→ **Exercise brief**
Retype each of the following lines word for word.

→ **Material shown**
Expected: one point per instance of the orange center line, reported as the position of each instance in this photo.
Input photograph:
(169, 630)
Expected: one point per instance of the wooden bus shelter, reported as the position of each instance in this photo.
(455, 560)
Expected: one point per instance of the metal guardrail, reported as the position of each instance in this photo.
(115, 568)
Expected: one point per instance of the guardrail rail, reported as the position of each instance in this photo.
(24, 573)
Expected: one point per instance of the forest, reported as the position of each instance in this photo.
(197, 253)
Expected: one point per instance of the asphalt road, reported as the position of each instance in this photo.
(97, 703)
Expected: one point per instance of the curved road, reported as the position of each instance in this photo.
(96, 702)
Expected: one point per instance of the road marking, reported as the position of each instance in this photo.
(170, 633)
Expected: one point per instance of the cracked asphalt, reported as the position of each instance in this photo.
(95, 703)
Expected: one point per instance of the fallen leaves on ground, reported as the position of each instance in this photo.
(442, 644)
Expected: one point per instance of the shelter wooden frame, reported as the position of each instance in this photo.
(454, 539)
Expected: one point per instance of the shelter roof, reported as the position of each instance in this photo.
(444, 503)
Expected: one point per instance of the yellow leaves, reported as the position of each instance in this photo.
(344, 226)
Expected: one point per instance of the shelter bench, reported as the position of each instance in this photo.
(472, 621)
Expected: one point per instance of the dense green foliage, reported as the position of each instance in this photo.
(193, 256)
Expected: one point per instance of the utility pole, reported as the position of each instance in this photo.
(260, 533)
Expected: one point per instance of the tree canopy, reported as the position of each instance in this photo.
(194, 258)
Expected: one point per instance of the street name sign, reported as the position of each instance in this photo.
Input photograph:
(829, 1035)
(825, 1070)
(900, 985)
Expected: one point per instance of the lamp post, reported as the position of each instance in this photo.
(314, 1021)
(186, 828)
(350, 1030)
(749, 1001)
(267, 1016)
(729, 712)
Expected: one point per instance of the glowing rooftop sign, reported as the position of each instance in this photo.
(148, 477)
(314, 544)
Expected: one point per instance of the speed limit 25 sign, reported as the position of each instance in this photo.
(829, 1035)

→ **Solution to the exercise**
Expected: one point per instance of the orange center line, reported as the position of each instance in this photo.
Input photograph:
(169, 630)
Expected: one point per instance of the wooden bus shelter, reported as the position of each instance in this photo.
(455, 560)
Expected: one point per instance of the metal guardrail, reported as the position of each instance in this photo.
(115, 568)
Expected: one point per instance of the guardrail rail, reported as the position of each instance in this photo.
(24, 573)
Expected: one point per instance of the forest, reported as the position of each instance in this photo.
(197, 253)
Expected: one point per instance of the asphalt road, reported as the position of each instance in this photo.
(97, 703)
Expected: one point per instance of the curved road, reported as the position of each instance in this photo.
(96, 702)
Expected: one point per instance of the road marking, reported as the position of each instance in this photo.
(170, 633)
Expected: one point per instance of the cracked asphalt, reported as the position of each instance in this photo.
(95, 703)
Expected: one point per instance of the fallen leaves on ground, reported as the position of each instance in this photo.
(442, 644)
Expected: one point per instance of the shelter wooden frame, reported as the position of each instance in this photo.
(454, 539)
Expected: one point per instance of the shelter roof, reported as the position of each instance in this photo.
(444, 503)
Expected: one point per instance of the yellow leaves, reported as the position of each instance in this photo.
(344, 226)
Expected: one point per instance of the shelter bench, reported as the position of each instance in this photo.
(472, 621)
Expected: one point per instance of the dense green foliage, reported as the position of each instance in this photo.
(193, 256)
Expected: one point per instance of the utility pole, reported as the position of each instance in this photo.
(260, 533)
Expected: one point per instance of the tree canopy, reported as the position of each instance in this photo.
(194, 258)
Expected: one point per instance of the street name sign, reported as the position of each instance in this photo.
Input photograph:
(829, 1035)
(825, 1070)
(900, 985)
Expected: one point per instance of the lamp post, reported as the position of each instance in this photo.
(314, 1021)
(186, 828)
(350, 1030)
(749, 1001)
(267, 1016)
(729, 712)
Expected: one point per instance of the glowing rooftop sign, reported as the position of each instance in this photo.
(148, 477)
(314, 544)
Expected: one point per instance of the speed limit 25 sign, reported as the position of each instance in this photo.
(829, 1035)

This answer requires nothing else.